[Page excerpt]
══════════════════════════════

BigQuery Scheduled Query Management

Sometimes you might want to run queries on recurring basis. The queries could be written in SQL.
We decided to run some queries for cleaning purposes the datasets, then developed the below scripts. If you have a lot of queries and you want to store a copy of them in a repository, the following script would be fit for you.

shoin-posts/scheduled_queries.py at master · xsetra/shoin-posts
Contains devops scripts to re-use. Contribute to xsetra/shoin-posts development by creating an account on GitHub.

Workflow

  • The script simply reads the query list from query-catalog-file. There is a file  in repo named query-catalog.json that shows the structure.
    name , schedule and pubsub_topic is optional fields.
  • It creates or deletes the queries according to operation parameter.
  • The query must be provided within the catalog file.
  • While deleting the queries, the generate_name function takes a big role. Because the query name is composed with a parent name that includes project, location, dataset_id. The script finds the correct name, then deletes the query.

══════════════════════════════

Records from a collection
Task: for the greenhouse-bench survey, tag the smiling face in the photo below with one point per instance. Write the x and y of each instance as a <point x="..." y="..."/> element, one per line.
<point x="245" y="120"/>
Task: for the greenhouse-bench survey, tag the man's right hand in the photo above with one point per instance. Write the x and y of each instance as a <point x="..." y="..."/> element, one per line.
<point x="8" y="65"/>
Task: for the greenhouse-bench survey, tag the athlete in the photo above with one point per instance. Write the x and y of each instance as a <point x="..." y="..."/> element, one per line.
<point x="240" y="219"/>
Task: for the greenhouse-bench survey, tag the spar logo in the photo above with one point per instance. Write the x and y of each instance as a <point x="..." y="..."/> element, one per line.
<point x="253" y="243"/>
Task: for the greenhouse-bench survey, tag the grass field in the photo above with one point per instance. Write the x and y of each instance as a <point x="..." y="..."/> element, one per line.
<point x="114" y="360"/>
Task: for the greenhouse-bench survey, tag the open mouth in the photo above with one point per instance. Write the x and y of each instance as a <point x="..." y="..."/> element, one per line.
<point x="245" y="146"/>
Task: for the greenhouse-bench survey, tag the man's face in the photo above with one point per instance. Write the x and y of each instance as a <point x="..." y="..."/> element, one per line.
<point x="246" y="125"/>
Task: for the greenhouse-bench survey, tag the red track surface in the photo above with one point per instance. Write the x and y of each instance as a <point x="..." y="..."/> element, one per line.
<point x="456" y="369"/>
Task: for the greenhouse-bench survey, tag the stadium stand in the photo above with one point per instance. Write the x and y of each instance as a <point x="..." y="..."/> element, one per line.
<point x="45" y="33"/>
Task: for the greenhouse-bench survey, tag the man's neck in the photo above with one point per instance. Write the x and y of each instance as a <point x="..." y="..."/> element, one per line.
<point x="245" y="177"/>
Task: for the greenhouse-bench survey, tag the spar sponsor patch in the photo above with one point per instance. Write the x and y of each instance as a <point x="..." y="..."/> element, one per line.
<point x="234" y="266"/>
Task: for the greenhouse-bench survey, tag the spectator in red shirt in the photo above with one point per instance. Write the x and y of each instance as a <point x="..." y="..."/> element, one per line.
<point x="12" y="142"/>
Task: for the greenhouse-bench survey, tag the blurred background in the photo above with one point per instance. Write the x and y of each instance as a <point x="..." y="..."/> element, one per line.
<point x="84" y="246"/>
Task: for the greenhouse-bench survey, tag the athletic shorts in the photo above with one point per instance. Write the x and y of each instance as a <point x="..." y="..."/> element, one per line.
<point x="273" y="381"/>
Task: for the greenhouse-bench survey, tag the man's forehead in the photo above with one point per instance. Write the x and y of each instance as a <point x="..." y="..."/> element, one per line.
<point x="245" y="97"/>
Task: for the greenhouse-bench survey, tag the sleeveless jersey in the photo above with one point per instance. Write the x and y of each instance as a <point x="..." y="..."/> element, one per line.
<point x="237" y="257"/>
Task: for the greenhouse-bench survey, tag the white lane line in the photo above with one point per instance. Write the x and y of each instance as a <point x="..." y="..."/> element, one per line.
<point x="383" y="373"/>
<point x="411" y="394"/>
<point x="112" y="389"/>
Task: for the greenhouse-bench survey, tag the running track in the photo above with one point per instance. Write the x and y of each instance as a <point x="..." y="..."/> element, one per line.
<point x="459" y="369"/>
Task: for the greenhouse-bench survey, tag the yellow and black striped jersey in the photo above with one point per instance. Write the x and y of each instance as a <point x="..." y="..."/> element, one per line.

══════════════════════════════

[Prompt 1] From the BigQuery scheduled query page above, set down the passage that begins at the words "We decided to" and stops after the words "is optional fields.".
[Prompt 2] According to the BigQuery scheduled query page above, why does the generate_name function play a big role when queries are deleted?

[Correct output 1]
We decided to run some queries for cleaning purposes the datasets, then developed the below scripts. If you have a lot of queries and you want to store a copy of them in a repository, the following script would be fit for you.

shoin-posts/scheduled_queries.py at master · xsetra/shoin-posts
Contains devops scripts to re-use. Contribute to xsetra/shoin-posts development by creating an account on GitHub.

Workflow

  • The script simply reads the query list from query-catalog-file. There is a file  in repo named query-catalog.json that shows the structure.
    name , schedule and pubsub_topic is optional fields.

[Correct output 2] A query's name is composed with a parent name that includes the project, location, and dataset_id. The generate_name function lets the script find that correct name before it deletes the query.